Texte proposé
|---|

Je développerai le sujet en trois étapes contenant chacune trois points. Je traiterai d’abordde tout ce qui touche au contenu: le témoignage, le kérygme, la catéchèse.

8. TÉMOIGNAGE, KÉRYGME, CATÉCHÈSE

33. Le témoignage

Il est apparu clairement aux Pères synodaux que le facteur déterminant de l’interprétation du texte biblique est l’expérience de la rencontre du Christ présent dans la tradition de l’Église. Cette rencontre communique la force d’aimer qui vient de la foi.
Une telle rencontre du Christ n’est pas l’apanage des spécialistes et des responsables d’Église. Plus encore que les études, c’est le témoignage des pauvres et des saints qui nous ouvrent à la beauté et à la force de la Parole. Ne les empêchons pas, par trop de précautions, de devenir des «amoureux de la Parole». On a souligné deux autres lieux importants où se vit le témoignage: la famille et la communauté. L’écoute en commun de la Parole de Dieu a le pouvoir de susciter, par là, une nouvelle ecclésiogénèse. La Parole biblique, en effet, doit s’incarner dans des témoins crédibles: l’homme d’aujourd’hui est particulièrement sensible au témoignage des personnes pour qui la rencontre personnelle du Christ a causé un réel changement de vie.

|---|

Matériel recueilli
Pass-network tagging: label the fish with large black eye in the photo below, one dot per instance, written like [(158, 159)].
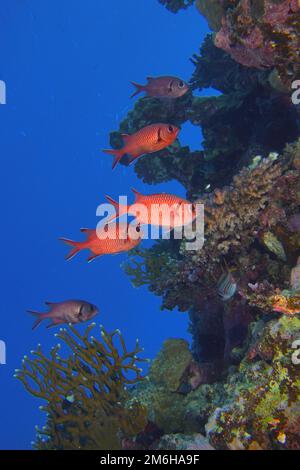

|---|

Consignes
1 > Énumérez les trois points que le texte sur la Parole de Dieu annonce pour traiter du contenu.
2 > Citez le passage du texte sur la Parole de Dieu qui commence par «8. TÉMOIGNAGE, KÉRYGME, CATÉCHÈSE» et se termine par «vient de la foi.».
3 > Poursuivez le texte sur la Parole de Dieu à partir de sa dernière phrase.

Corrigé
1 > Le témoignage, le kérygme, la catéchèse.

2 >
8. TÉMOIGNAGE, KÉRYGME, CATÉCHÈSE

33. Le témoignage

Il est apparu clairement aux Pères synodaux que le facteur déterminant de l’interprétation du texte biblique est l’expérience de la rencontre du Christ présent dans la tradition de l’Église. Cette rencontre communique la force d’aimer qui vient de la foi.

3 >
34. Le kérygme

On l’a dit plusieurs fois depuis l’ouverture du Synode, il est nécessaire de recentrer l’annonce de la Parole de Dieu sur son foyer essentiel: le kérygme, devenu, dans bien des cas, étranger aux hommes et femmes de notre temps. Le kérygme est la clé qui donne aux Écritures le pouvoir de remplir leur mission. Ainsi pourra-t-on éviter un triple danger: la dérive du moralisme, l’attrait du mysticisme (spécialement l’engouement excessif pour les révélations privées), et l’hermétisme d’une exégèse aux approches scientifiques et littéraires multiples, qui se noie parfois sous les doutes et les hypothèses et ne se prête pas toujours facilement à l’actualisation. De plus, le kérygme permet de donner tout son sens à l’Ancien Testament, puisque le Christ est «mort, selon les Écritures», et ressuscité, «selon les Écritures» (1 Co 15,3-4; cf. Jn 5,39).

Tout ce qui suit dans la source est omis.